_Description of the task_
Only the lines that contain the string "yellow" belong in the answer; pull them from the records.

════════

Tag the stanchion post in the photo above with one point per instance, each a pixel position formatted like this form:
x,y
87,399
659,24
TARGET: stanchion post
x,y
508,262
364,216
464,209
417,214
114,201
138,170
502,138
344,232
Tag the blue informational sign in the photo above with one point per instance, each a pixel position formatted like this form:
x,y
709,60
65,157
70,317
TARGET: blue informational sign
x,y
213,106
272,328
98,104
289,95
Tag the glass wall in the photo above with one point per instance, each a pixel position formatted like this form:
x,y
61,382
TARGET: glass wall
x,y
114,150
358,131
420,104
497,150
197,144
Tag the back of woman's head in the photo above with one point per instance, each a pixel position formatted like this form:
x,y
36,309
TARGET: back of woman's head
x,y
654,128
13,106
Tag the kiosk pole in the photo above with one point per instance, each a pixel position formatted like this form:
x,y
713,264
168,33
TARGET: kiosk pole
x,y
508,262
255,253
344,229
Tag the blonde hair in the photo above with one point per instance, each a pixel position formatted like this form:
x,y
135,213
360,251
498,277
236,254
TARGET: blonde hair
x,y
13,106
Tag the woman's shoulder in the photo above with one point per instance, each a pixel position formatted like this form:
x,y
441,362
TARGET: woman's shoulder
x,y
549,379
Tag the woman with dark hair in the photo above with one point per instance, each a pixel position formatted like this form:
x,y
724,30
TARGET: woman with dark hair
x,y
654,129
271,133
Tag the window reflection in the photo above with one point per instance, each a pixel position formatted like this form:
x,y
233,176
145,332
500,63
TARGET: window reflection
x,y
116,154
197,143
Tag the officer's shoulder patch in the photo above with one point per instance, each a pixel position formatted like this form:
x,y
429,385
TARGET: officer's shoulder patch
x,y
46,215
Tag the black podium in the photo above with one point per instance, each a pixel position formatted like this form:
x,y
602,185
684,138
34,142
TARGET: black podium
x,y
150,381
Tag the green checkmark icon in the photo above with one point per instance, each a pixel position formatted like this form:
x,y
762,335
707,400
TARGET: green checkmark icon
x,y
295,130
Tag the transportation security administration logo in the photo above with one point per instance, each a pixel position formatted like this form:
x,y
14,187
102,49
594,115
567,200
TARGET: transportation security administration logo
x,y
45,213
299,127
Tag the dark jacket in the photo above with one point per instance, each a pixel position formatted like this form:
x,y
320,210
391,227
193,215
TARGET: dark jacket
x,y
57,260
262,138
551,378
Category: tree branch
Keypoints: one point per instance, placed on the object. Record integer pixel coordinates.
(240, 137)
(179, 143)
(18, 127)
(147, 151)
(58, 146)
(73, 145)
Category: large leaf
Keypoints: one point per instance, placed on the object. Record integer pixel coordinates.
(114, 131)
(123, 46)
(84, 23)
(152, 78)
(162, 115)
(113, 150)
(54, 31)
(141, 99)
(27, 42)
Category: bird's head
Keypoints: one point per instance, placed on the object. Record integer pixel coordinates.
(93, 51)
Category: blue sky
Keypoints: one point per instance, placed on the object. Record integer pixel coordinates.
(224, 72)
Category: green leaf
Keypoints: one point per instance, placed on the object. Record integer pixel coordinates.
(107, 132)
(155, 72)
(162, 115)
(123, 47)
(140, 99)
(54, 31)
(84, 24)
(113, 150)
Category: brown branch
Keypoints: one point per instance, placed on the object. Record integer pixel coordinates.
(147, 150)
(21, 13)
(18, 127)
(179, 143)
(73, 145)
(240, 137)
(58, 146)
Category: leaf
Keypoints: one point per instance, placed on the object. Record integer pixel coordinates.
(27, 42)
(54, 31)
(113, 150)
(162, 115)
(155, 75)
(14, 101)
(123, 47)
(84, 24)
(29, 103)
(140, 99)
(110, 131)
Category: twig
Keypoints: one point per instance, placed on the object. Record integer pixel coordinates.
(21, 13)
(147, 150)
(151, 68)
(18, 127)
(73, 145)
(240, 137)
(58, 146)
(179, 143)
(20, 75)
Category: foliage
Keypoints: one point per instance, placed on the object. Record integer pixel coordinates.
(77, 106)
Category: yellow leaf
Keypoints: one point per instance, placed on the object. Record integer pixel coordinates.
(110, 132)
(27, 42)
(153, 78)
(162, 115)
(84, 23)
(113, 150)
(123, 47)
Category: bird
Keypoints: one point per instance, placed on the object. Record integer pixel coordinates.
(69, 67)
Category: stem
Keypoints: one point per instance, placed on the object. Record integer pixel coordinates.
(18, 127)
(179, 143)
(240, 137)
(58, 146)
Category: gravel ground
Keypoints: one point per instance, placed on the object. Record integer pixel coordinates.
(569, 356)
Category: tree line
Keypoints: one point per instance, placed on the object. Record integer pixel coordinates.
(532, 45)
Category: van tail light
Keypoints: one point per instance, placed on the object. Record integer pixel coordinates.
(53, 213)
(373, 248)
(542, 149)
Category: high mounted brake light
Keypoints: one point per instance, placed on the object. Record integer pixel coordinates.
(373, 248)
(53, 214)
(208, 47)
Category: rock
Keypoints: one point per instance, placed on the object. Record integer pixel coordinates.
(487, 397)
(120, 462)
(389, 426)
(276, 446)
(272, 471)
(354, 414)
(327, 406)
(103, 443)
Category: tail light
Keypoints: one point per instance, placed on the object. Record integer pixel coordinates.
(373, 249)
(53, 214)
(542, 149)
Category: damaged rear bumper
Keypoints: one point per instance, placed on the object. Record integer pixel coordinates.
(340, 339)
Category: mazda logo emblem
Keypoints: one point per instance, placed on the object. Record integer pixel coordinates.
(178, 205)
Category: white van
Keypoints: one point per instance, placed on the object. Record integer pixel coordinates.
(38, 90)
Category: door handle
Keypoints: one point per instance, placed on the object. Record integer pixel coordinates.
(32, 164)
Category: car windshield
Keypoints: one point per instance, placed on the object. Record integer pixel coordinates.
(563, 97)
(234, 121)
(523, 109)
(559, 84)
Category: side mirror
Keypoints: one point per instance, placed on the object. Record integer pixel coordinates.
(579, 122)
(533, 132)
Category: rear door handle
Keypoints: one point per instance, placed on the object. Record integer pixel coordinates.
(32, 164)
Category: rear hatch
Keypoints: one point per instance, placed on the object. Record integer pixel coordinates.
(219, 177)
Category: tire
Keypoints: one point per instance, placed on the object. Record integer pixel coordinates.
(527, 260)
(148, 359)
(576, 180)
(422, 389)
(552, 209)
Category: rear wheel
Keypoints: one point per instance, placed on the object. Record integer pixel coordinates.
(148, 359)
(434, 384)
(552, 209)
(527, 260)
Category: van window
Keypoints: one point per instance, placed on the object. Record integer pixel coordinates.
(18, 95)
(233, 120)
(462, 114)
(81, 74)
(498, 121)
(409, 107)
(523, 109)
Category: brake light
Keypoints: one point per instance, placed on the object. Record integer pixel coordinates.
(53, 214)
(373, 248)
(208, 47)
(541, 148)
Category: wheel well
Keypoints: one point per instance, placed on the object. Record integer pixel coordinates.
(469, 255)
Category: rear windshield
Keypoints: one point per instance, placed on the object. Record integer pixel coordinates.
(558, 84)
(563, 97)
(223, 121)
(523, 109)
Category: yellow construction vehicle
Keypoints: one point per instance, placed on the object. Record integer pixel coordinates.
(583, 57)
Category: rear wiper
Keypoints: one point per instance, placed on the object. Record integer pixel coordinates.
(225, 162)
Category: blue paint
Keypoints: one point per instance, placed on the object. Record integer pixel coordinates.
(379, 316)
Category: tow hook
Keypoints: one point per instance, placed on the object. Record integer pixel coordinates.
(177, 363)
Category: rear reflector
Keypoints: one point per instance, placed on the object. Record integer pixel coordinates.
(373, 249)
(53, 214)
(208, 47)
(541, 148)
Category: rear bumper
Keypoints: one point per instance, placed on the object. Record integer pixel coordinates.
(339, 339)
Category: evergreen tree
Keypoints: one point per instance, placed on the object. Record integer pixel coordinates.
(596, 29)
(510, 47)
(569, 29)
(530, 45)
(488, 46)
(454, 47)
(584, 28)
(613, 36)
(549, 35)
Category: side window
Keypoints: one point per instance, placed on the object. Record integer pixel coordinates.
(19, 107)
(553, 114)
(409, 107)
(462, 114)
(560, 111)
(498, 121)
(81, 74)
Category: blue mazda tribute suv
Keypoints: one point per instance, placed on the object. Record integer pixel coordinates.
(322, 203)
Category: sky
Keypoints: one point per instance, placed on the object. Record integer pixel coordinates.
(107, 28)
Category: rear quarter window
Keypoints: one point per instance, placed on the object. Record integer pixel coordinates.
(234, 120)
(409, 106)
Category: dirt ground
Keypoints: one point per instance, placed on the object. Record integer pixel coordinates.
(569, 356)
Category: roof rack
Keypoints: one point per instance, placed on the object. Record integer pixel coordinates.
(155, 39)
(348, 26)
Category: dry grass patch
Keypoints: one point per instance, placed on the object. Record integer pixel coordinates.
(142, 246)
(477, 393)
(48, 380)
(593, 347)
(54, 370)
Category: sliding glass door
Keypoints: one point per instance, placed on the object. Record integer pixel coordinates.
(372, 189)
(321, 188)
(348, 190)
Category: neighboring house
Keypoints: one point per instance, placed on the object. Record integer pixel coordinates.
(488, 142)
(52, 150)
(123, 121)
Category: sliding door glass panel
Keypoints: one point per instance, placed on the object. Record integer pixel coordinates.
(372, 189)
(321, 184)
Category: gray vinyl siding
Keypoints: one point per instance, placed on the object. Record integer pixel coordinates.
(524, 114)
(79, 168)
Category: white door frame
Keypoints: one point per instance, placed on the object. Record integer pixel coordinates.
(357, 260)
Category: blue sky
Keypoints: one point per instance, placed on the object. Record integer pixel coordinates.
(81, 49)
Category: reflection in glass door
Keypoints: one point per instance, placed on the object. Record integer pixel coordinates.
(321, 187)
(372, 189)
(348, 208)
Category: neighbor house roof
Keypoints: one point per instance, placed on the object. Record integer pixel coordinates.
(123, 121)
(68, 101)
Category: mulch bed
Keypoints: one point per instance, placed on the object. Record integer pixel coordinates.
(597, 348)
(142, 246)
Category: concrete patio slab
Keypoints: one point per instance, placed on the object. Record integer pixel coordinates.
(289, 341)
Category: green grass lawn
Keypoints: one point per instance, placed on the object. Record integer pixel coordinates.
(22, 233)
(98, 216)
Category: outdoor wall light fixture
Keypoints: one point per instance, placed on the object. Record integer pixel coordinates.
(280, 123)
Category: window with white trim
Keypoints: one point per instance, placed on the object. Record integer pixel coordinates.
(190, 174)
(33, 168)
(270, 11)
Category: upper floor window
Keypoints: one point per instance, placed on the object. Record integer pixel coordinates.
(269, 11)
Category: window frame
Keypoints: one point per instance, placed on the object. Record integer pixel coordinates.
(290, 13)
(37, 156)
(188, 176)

════════

_Task result_
Category: yellow leaf
Category: yellow construction vehicle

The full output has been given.